In the rows below, from the start through the line containing "negative clicks: (214, 50)", can you swap "rough mask" for "coarse mask" and leave everything else unchanged? Give back only that part, with the pictures left out.

● DATA SECTION:
▼▼▼

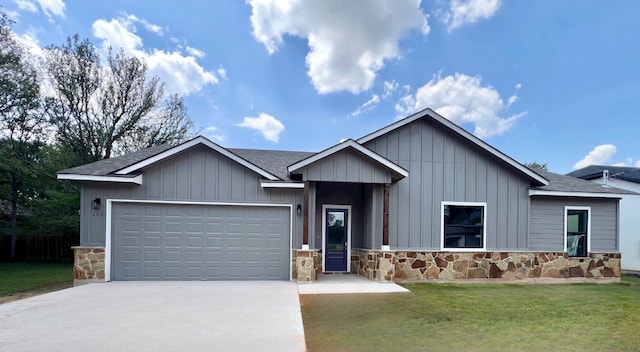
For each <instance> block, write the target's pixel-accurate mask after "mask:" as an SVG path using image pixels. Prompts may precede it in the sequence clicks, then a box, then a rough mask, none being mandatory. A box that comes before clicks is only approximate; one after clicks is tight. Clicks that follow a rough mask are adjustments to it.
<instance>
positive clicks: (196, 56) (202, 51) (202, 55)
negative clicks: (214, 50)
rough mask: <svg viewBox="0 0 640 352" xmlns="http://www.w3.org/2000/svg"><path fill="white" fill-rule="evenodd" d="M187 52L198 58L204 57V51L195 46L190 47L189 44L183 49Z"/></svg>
mask: <svg viewBox="0 0 640 352" xmlns="http://www.w3.org/2000/svg"><path fill="white" fill-rule="evenodd" d="M184 50H185V51H186V52H187V53H189V55H192V56H195V57H197V58H199V59H201V58H203V57H204V51H202V50H200V49H196V48H192V47H190V46H187V47H186V48H185V49H184Z"/></svg>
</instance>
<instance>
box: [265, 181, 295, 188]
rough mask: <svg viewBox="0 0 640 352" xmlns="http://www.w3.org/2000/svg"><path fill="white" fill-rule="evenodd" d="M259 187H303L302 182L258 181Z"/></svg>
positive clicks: (294, 187) (289, 187)
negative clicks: (259, 185)
mask: <svg viewBox="0 0 640 352" xmlns="http://www.w3.org/2000/svg"><path fill="white" fill-rule="evenodd" d="M260 187H262V188H300V189H302V188H304V183H301V182H265V181H260Z"/></svg>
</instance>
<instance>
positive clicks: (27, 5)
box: [9, 0, 66, 22]
mask: <svg viewBox="0 0 640 352" xmlns="http://www.w3.org/2000/svg"><path fill="white" fill-rule="evenodd" d="M13 2H14V3H15V4H16V6H17V7H18V11H11V12H10V13H9V15H10V17H11V18H18V17H19V16H20V13H19V12H20V11H28V12H32V13H36V12H38V6H40V9H41V10H42V12H43V13H44V14H45V15H46V16H47V18H49V21H50V22H53V18H54V17H55V16H57V17H61V18H64V10H65V7H66V5H65V4H64V2H63V1H62V0H13ZM36 4H37V5H36Z"/></svg>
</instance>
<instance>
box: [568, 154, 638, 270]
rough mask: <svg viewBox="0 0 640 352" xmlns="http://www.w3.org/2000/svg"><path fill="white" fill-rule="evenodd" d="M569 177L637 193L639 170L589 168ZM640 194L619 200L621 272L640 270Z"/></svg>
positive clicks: (600, 165)
mask: <svg viewBox="0 0 640 352" xmlns="http://www.w3.org/2000/svg"><path fill="white" fill-rule="evenodd" d="M568 175H570V176H573V177H579V178H581V179H584V180H588V181H591V182H595V183H598V184H601V185H605V186H610V187H616V188H622V189H626V190H629V191H633V192H637V193H640V168H637V167H624V166H604V165H590V166H587V167H584V168H582V169H578V170H575V171H573V172H570V173H569V174H568ZM639 215H640V195H639V194H634V195H631V194H625V195H624V196H623V197H622V199H621V200H620V251H621V252H622V254H623V255H624V260H622V269H623V270H633V271H640V216H639Z"/></svg>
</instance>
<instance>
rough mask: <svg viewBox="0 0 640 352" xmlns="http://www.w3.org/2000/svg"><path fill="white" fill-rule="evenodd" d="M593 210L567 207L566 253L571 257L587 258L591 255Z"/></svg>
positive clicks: (586, 208) (566, 225)
mask: <svg viewBox="0 0 640 352" xmlns="http://www.w3.org/2000/svg"><path fill="white" fill-rule="evenodd" d="M590 232H591V208H589V207H565V251H566V252H567V253H568V254H569V256H570V257H586V256H587V255H588V253H589V241H590V240H591V239H590V238H589V236H590V235H591V234H590Z"/></svg>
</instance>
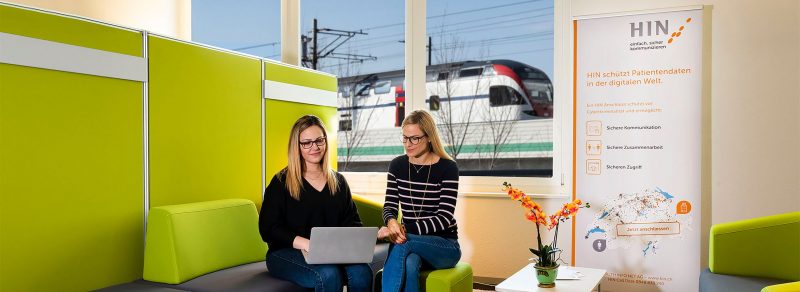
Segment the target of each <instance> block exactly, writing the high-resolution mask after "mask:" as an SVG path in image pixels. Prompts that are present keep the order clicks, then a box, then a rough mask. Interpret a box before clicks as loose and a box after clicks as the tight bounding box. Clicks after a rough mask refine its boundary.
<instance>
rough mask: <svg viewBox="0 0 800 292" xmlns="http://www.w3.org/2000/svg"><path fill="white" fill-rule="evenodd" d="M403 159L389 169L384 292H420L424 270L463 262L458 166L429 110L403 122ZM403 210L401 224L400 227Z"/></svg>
mask: <svg viewBox="0 0 800 292" xmlns="http://www.w3.org/2000/svg"><path fill="white" fill-rule="evenodd" d="M402 142H403V146H404V148H405V152H406V154H405V155H401V156H399V157H397V158H395V159H394V160H392V162H391V163H390V164H389V174H388V177H387V186H386V202H385V203H384V205H383V219H384V222H386V225H387V228H388V233H389V238H390V240H391V241H392V246H391V249H390V250H389V257H388V258H387V259H386V265H385V266H384V268H383V281H382V287H383V291H389V292H396V291H401V290H403V291H419V271H420V268H421V267H426V268H434V269H447V268H452V267H454V266H455V265H456V263H458V260H459V259H460V258H461V248H460V246H459V244H458V226H457V225H456V219H455V216H454V214H455V209H456V197H457V195H458V166H457V165H456V163H455V161H453V159H452V158H450V156H449V155H447V152H445V151H444V147H442V142H441V140H440V139H439V133H438V131H437V130H436V124H435V123H434V121H433V118H432V117H431V115H430V114H428V113H427V112H425V111H421V110H418V111H414V112H412V113H411V114H410V115H409V116H408V117H406V118H405V120H403V137H402ZM400 210H402V213H403V216H402V217H403V219H402V220H403V224H402V225H401V224H400V223H398V221H397V218H398V213H399V212H400Z"/></svg>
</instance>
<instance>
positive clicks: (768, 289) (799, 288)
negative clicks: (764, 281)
mask: <svg viewBox="0 0 800 292" xmlns="http://www.w3.org/2000/svg"><path fill="white" fill-rule="evenodd" d="M797 291H800V282H791V283H785V284H778V285H772V286H767V287H764V289H761V292H797Z"/></svg>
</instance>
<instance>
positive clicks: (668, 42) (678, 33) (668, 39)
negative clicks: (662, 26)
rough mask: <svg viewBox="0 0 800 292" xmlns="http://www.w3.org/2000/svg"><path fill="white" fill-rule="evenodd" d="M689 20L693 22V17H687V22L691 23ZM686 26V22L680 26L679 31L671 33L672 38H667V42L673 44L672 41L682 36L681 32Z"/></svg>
mask: <svg viewBox="0 0 800 292" xmlns="http://www.w3.org/2000/svg"><path fill="white" fill-rule="evenodd" d="M689 22H692V18H691V17H689V18H687V19H686V23H689ZM684 28H686V27H685V24H684V25H681V27H679V28H678V31H675V32H673V33H672V34H671V35H670V38H669V39H668V40H667V44H671V43H672V42H674V41H675V39H676V38H678V37H680V36H681V32H682V31H683V29H684Z"/></svg>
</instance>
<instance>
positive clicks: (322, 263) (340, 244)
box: [303, 227, 378, 264]
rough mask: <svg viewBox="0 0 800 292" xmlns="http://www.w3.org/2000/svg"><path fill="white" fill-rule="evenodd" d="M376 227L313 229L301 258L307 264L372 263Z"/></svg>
mask: <svg viewBox="0 0 800 292" xmlns="http://www.w3.org/2000/svg"><path fill="white" fill-rule="evenodd" d="M377 237H378V227H314V228H311V238H310V239H309V240H310V241H311V243H310V244H309V245H310V246H309V248H308V252H305V251H303V257H305V258H306V263H309V264H361V263H370V262H372V256H373V255H374V254H375V240H376V239H377Z"/></svg>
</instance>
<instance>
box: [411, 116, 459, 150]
mask: <svg viewBox="0 0 800 292" xmlns="http://www.w3.org/2000/svg"><path fill="white" fill-rule="evenodd" d="M411 124H414V125H417V126H418V127H419V128H420V129H421V130H422V132H424V133H425V136H428V141H430V143H431V144H430V149H431V151H433V153H435V154H436V155H439V157H441V158H444V159H447V160H453V158H452V157H450V155H449V154H447V151H444V144H443V143H442V139H441V138H440V137H439V130H437V129H436V122H434V121H433V117H432V116H431V114H429V113H428V112H426V111H424V110H415V111H413V112H411V113H410V114H409V115H408V116H407V117H406V118H405V119H403V127H405V126H406V125H411Z"/></svg>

▲▲▲

● OUTPUT FOR THIS EXERCISE:
For each <instance> block, write the target's pixel-accurate mask after "mask:" as an SVG path using image pixels. Prompts may precede it in the sequence clicks, then a box, then a coarse mask, none being mandatory. A box that comes before clicks is only approximate; one after clicks is tight. Clicks that follow a coarse mask are adjustments to it.
<instance>
positive clicks: (196, 56) (202, 51) (202, 55)
negative clicks: (214, 50)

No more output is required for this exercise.